- [Compito assegnato 1]:
Nel brano sul viaggio per mare, riscrivi la parte compresa tra "Istanbul l’attraversammo di" e "più che mai.", estremi inclusi, sostituendo "Istanbul" con "Costantinopoli".

- [Testo riportato]:
Navigammo quindi nell’Egeo settentrionale passando nello stretto di Kafirea e raggiungendo quello dei Dardanelli.

A bordo vivevo immerso nella cultura marinara turca fatta di riti quotidiani, comprese le preghiere del mattino e della sera. Ricordo le cantilene in quella lingua impossibile, gli sguardi enigmatici, misteriosi, accompagnati da continui “salamelecchi” miranti a guadagnarsi la mia compiacenza. E il continuo monito di mio padre: ”Non ti fidare, non ti fidare…”.

Il Mar di Marmara già allora molto trafficato e pattugliato dalle navi militari turche per controllare il via vai della marineria sovietica, compresa quella da guerra.

Istanbul l’attraversammo di notte. Chimerica, impensata nella sua realtà sulle due sponde, fantastica, chiassosa,  con i suoni dei clacson che echeggiavano ancora di più nell’ora tarda.

Non dormii che poche ore: non volevo perdermi l’avvicinamento al porto bulgaro di Varna. Prima della partenza avevo raccolto notizie relative alla città, la sua storia legata al periodo dell’impero romano (era porto imperiale della Tracia) e Repubblica Socialista di Bulgaria. Rammento, al momento dell’attracco alla banchina, la salita a bordo degli agenti della KDS, la polizia segreta del partito. Lo confesso: ero intimorito più che mai.

Tuttavia si dimostrarono duttili nell’applicazione delle “regole”, permettendomi di scendere visitare, pur seguendo un itinerario ben preciso, una parte della città. In particolare il museo dove è conservato “L’Oro di Varna”, artigianato aureo bizantino di straordinaria bellezza.

Nelle vie del centro di questa si respirava però quell’atmosfera di sospetto che mi accompagnò anche nei successivi porti, tutti, direttamente o indirettamente, sotto il controllo dell’Unione Sovietica. Indimenticabile la gigantografia, nella piazza centrale di Varna, del Segretario del Partito Comunista Zivkov e di quello sovietico Kruscev, sorridenti con lo sguardo rivolto a sinistra, nel vuoto, ad indicare il “roseo futuro del mondo socialista”.

Caricammo un po’ di merci dirette in Turchia e poi, mollati gli ormeggi con il beneplacito delle autorità, via verso la successiva meta: Costanza, in Romania.

Costanza  fu una sosta breve dove ottenni, accompagnato dallo spedizioniere del luogo, il “compagno Nicolae”, la possibilità di visitare, nei pressi del porto, il Museo Nazionale di Storia e Archeologia con i suoi rarissimi mosaici dell’epoca romana. Seconda tappa, raggiunta a bordo di una Pobeda anni  ’50 nella versione station-wagon, fu la Moschea Mahmudiye, con un minareto altissimo. Mi fu permesso di entrare perché portavo il “tarbush” (fez) prestatomi da un marinaio di bordo. Quel copricapo mi fece passare come musulmano e salii così in cima al minareto, dove ammirai a perdita d’occhio tutta Costanza.

Inevitabile il saluto all’immagine del Segretario del Partito di allora, tale Georghiu-Dej, anche lui in compagnia di Nikita Kruscev.

- [Dati del compito]:
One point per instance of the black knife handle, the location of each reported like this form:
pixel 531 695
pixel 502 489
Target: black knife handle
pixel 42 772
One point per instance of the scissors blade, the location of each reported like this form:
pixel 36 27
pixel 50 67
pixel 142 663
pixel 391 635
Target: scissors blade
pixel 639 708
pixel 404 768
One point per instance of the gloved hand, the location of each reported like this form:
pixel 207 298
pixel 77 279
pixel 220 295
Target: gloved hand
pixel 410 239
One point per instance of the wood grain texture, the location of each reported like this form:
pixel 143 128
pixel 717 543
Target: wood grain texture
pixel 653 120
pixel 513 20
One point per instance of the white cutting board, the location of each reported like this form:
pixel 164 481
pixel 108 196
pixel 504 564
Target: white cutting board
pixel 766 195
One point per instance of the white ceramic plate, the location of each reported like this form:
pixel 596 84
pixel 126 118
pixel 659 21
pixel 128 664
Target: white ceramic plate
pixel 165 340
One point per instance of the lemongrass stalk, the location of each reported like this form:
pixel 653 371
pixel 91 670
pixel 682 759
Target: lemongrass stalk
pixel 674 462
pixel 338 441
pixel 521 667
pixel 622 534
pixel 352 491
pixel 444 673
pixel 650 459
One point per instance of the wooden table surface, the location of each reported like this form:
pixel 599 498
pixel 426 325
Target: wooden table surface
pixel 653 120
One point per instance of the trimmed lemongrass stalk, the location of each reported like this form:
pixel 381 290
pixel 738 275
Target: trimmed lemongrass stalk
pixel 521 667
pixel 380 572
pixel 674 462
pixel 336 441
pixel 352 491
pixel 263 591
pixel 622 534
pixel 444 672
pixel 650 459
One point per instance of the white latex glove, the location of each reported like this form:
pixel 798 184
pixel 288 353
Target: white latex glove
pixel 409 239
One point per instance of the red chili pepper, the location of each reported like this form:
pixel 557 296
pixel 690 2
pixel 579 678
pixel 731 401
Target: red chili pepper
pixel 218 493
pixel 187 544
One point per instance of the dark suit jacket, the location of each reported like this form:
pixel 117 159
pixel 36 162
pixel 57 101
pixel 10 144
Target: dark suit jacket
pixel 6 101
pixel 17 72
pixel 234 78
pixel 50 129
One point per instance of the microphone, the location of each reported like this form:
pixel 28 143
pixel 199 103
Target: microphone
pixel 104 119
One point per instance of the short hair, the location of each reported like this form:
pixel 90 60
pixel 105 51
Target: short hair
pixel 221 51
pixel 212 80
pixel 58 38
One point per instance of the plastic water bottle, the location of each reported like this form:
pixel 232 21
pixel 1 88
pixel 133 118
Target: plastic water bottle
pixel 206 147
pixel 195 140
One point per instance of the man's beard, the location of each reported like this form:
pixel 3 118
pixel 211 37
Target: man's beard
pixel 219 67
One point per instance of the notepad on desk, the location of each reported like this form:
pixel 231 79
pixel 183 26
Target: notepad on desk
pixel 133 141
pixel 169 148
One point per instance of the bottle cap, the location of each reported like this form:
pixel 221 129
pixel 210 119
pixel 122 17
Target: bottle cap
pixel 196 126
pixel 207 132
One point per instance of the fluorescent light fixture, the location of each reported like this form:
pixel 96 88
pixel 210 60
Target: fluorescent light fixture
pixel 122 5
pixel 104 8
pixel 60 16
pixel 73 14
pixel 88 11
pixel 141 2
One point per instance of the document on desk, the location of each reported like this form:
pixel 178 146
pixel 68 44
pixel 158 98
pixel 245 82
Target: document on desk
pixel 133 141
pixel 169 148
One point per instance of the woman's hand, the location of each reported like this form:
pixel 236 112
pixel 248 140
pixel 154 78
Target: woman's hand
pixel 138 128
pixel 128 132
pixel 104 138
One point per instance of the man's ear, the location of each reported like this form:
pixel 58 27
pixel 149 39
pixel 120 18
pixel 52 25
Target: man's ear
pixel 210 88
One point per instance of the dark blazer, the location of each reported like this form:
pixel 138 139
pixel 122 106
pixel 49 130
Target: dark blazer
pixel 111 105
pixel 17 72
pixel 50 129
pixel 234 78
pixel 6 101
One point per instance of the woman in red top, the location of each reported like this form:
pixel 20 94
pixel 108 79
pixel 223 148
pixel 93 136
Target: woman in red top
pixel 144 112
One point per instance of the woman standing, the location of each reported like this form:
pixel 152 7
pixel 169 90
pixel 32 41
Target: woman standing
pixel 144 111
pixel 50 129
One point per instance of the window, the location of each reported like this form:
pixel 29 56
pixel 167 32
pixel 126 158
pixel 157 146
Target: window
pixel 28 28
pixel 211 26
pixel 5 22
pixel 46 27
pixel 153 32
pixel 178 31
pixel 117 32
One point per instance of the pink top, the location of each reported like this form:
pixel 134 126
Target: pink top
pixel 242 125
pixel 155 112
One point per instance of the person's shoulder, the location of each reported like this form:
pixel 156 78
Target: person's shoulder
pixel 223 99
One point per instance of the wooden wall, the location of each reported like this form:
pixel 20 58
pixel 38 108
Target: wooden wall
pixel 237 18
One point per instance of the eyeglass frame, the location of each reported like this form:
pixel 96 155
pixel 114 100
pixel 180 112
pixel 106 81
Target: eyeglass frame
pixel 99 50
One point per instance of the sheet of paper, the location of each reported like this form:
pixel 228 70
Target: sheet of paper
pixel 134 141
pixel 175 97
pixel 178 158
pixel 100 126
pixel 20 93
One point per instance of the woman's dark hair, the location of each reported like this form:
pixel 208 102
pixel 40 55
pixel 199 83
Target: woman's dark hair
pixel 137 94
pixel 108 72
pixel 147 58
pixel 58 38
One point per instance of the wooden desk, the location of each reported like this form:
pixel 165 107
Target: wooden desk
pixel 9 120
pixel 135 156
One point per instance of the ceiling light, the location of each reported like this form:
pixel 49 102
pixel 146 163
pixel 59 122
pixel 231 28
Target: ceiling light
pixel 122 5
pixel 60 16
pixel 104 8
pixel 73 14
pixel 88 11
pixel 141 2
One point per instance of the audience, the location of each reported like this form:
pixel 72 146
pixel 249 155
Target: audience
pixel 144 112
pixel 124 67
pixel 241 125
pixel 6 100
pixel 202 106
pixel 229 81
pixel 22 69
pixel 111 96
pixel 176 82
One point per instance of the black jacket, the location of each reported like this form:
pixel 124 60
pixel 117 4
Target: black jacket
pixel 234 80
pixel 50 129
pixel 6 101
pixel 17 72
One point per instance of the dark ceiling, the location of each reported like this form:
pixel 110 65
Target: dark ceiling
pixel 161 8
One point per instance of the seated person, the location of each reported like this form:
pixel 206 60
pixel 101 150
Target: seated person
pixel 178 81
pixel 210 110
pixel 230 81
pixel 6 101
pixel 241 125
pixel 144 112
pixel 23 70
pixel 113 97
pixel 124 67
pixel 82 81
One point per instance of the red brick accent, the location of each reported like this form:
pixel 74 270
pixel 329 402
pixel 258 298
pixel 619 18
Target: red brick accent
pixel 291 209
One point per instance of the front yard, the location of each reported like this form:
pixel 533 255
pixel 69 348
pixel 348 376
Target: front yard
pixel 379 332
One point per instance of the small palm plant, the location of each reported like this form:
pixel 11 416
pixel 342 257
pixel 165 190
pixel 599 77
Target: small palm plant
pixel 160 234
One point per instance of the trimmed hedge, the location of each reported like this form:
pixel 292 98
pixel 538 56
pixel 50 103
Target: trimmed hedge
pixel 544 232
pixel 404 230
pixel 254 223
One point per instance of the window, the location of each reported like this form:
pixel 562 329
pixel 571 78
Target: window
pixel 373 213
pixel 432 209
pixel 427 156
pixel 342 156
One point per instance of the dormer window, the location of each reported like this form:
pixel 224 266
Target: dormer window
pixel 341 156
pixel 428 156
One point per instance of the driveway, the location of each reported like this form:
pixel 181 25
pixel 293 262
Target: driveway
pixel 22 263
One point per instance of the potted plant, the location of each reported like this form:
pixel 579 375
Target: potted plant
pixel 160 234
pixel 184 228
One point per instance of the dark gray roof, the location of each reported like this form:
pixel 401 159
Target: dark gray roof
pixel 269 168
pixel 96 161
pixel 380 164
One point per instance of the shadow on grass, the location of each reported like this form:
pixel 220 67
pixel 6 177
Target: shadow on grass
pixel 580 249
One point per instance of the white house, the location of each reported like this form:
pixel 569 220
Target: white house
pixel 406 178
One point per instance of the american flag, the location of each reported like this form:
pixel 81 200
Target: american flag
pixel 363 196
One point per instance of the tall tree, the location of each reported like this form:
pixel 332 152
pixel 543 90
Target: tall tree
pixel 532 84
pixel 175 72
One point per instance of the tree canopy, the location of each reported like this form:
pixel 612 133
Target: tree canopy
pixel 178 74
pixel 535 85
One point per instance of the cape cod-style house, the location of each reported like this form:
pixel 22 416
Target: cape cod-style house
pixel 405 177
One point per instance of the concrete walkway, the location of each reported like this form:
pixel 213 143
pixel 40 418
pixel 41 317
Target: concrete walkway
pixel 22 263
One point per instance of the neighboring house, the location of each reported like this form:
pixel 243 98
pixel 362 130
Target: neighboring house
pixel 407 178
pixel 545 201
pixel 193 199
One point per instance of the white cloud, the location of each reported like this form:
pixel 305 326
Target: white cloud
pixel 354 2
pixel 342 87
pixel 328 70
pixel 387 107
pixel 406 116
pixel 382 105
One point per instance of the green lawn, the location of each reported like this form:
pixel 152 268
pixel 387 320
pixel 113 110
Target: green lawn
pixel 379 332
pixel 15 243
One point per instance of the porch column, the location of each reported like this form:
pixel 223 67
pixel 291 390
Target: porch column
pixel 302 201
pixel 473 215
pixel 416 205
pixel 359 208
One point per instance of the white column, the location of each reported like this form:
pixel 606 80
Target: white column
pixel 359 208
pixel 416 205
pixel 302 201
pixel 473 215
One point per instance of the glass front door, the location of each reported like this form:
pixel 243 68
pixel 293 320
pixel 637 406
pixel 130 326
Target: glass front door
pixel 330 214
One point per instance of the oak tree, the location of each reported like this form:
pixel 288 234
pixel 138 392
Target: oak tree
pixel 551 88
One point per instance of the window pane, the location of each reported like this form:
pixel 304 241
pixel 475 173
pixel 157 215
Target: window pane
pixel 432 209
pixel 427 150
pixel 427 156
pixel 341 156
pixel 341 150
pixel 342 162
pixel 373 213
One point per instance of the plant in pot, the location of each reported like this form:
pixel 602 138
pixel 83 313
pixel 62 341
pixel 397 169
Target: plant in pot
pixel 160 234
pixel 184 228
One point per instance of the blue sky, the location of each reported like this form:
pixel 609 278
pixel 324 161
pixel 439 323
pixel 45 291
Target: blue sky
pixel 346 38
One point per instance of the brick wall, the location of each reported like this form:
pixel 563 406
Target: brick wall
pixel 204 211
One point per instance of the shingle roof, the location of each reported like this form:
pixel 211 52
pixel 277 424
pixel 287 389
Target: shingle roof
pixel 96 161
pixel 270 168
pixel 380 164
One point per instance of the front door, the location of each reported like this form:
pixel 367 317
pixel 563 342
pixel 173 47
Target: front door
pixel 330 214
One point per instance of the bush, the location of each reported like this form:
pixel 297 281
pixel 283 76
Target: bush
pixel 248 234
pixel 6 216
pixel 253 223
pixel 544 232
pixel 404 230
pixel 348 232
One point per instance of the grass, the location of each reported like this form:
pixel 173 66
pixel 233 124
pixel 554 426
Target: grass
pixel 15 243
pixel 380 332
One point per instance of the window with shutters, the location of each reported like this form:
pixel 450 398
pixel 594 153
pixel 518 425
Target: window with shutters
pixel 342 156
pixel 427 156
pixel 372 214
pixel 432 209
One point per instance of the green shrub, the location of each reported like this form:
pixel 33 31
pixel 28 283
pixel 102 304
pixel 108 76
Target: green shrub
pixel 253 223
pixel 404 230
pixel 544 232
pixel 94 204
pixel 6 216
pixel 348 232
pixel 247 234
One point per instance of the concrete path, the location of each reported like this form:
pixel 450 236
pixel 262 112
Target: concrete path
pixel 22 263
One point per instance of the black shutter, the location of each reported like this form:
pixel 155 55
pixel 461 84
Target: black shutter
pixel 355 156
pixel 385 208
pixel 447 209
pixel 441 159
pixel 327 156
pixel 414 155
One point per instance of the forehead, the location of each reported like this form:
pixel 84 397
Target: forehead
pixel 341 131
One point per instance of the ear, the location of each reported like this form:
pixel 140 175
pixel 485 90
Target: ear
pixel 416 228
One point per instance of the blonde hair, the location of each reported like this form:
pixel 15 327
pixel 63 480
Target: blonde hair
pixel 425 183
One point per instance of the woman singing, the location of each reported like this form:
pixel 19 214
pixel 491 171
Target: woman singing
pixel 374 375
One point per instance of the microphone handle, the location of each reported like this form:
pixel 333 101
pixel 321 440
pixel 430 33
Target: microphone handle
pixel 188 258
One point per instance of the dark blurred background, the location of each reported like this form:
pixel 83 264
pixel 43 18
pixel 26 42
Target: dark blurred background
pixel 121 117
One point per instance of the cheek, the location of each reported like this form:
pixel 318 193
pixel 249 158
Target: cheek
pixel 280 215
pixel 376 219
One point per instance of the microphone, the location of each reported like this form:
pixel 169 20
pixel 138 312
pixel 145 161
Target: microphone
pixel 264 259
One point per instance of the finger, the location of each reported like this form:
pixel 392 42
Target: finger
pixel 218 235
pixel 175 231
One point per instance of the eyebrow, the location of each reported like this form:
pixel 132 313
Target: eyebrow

- [Compito assegnato 2]:
Trascrivi tali e quali le righe dell'elenco comprese tra quella che contiene "One point per instance of the black jacket, the" e quella che contiene "pixel 254 223", entrambe incluse.

- [Risultato finale 1]:
Costantinopoli l’attraversammo di notte. Chimerica, impensata nella sua realtà sulle due sponde, fantastica, chiassosa,  con i suoni dei clacson che echeggiavano ancora di più nell’ora tarda.

Non dormii che poche ore: non volevo perdermi l’avvicinamento al porto bulgaro di Varna. Prima della partenza avevo raccolto notizie relative alla città, la sua storia legata al periodo dell’impero romano (era porto imperiale della Tracia) e Repubblica Socialista di Bulgaria. Rammento, al momento dell’attracco alla banchina, la salita a bordo degli agenti della KDS, la polizia segreta del partito. Lo confesso: ero intimorito più che mai.

- [Risultato finale 2]:
One point per instance of the black jacket, the location of each reported like this form:
pixel 124 60
pixel 117 4
Target: black jacket
pixel 234 80
pixel 50 129
pixel 6 101
pixel 17 72
One point per instance of the dark ceiling, the location of each reported like this form:
pixel 110 65
Target: dark ceiling
pixel 161 8
One point per instance of the seated person, the location of each reported like this form:
pixel 206 60
pixel 101 150
Target: seated person
pixel 178 81
pixel 210 110
pixel 230 81
pixel 6 101
pixel 241 125
pixel 144 112
pixel 23 70
pixel 113 97
pixel 124 67
pixel 82 81
One point per instance of the red brick accent, the location of each reported like this form:
pixel 74 270
pixel 329 402
pixel 258 298
pixel 619 18
Target: red brick accent
pixel 291 209
One point per instance of the front yard, the location of each reported like this form:
pixel 533 255
pixel 69 348
pixel 348 376
Target: front yard
pixel 379 332
One point per instance of the small palm plant, the location of each reported like this form:
pixel 11 416
pixel 342 257
pixel 165 190
pixel 599 77
Target: small palm plant
pixel 160 234
One point per instance of the trimmed hedge, the location of each reported like this form:
pixel 292 98
pixel 538 56
pixel 50 103
Target: trimmed hedge
pixel 544 232
pixel 404 230
pixel 254 223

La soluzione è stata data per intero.